TRECHO SELECIONADO:
**********

Haveriam elementos na narrativa que pudesse supor implicitamente a presença
dela? As duas perguntas tem certo sentido, sendo pertinentes quando abrimos o
leque à especulações e abstrações contextuais. Como sabemos pela alegoria
bíblica, existia uma ligação uterina de Sarai com Isaque por ser seu único e
prometido filho. Então podemos inferir que Sarai, mesmo o texto sagrado não
mencionando, possivelmente sabia do propósito de seu marido, de sacrifica-lo.
Aqui podemos entender a grandeza, pureza e magnanimidade do gesto de Sarai, que
abrindo mão daquilo que tinha de mais precioso, ofereceria junto com Abraão
esse holocausto humano. Desse modo, eles admitiam que a providência divina
seria capaz de reverter, por um milagre, essa situação. Esse ponto eu suponho
como interpretação pessoal, argumentando ser presumivelmente factível, pois
eles já tinham um filho diretamente gerado por Abraão que era Ismael. Outro
fato corrobora essa minha conjectura, o elemento machista da sociedade judaica
desde os primórdios de sua história. O escritor desse texto provavelmente
Moisés, não via necessidade de incluir nesta cena tão significativa, que seria
coroada com um gesto de fé provada e justificada ao extremo, o frágil e
insignificante elemento feminino. Esse fato ofuscaria o masculino, dividindo
com esse a honra da obediência e o altruísmo de uma atitude de um verdadeiro profeta
de D'us. Há vários elementos filosóficos nesse relato bíblico que suscita
discussões que vão além da religiosidade, entrando em questões humanas de
valores da vida relacionados a moral, ética e estética. Nessa perspectiva,
pensemos, como entender um D'us que para satisfazer seu desejo pede que se
sacrifique uma pessoa? Essa situação a nossos olhos, é repugnantes, sarcástica
e cruel. Não se justifica em nenhuma hipótese hoje, uma atitude como essa, pois
a vida é o bem de maior importância e vulto que um indivíduo tem, não podendo
ser alienada, usurpada ou coagida. A vida incorpora o princípio da liberdade
baseado em vontade e escolha soberana daquele que a possui. Esse paradoxo é
acrescentado a um componente transcendente visto na visão espiritual, onde Deus
como o doador e originador da vida poderia solicitá-la a seu bel prazer?

**********

[Registros de anotação de posição]
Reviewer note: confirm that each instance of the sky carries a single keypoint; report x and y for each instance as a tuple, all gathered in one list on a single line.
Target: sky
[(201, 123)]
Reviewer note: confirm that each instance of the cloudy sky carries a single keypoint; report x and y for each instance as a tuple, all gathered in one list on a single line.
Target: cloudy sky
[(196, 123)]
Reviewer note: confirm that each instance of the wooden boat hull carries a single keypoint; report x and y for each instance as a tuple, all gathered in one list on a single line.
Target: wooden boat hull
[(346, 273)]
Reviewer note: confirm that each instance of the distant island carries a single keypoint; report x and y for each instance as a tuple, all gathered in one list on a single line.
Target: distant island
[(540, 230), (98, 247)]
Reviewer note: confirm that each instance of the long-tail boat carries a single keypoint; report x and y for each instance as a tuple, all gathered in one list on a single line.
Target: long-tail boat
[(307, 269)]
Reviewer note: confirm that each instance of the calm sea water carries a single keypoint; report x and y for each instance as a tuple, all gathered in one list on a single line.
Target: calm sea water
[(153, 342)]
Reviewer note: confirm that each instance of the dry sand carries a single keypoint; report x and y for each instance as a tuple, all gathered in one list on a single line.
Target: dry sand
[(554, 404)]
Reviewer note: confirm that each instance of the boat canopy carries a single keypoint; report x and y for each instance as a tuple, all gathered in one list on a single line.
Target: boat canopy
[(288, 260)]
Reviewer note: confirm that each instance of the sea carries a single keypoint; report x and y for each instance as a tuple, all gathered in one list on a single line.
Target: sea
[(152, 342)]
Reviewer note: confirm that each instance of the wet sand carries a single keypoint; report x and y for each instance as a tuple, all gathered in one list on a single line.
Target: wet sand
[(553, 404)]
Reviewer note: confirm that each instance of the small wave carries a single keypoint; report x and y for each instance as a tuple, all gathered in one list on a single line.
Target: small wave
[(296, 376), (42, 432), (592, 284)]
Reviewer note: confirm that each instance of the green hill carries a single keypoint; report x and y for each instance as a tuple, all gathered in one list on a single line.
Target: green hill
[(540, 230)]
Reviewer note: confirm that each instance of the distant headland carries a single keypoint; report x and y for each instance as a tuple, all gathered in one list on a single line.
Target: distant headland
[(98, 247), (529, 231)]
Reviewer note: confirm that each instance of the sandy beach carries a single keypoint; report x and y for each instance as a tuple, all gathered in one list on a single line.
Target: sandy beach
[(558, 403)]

**********

DETALHES DO PROBLEMA: Copie do trecho sobre o sacrifício de Isaque tudo o que vai de "Haveriam elementos na" até "marido, de sacrifica-lo.", sem mudar nenhuma palavra.

RESPOSTA COMPLETA:
Haveriam elementos na narrativa que pudesse supor implicitamente a presença
dela? As duas perguntas tem certo sentido, sendo pertinentes quando abrimos o
leque à especulações e abstrações contextuais. Como sabemos pela alegoria
bíblica, existia uma ligação uterina de Sarai com Isaque por ser seu único e
prometido filho. Então podemos inferir que Sarai, mesmo o texto sagrado não
mencionando, possivelmente sabia do propósito de seu marido, de sacrifica-lo.